[Work required] Retype the data exactly. Spelling and punctuation stay as they are.

[Source information]

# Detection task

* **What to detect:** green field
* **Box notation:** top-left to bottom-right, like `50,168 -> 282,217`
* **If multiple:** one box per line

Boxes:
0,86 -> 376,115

[Answer below]
# Detection task

* **What to detect:** green field
* **Box notation:** top-left to bottom-right, like `50,168 -> 282,217`
* **If multiple:** one box per line

Boxes:
0,86 -> 376,115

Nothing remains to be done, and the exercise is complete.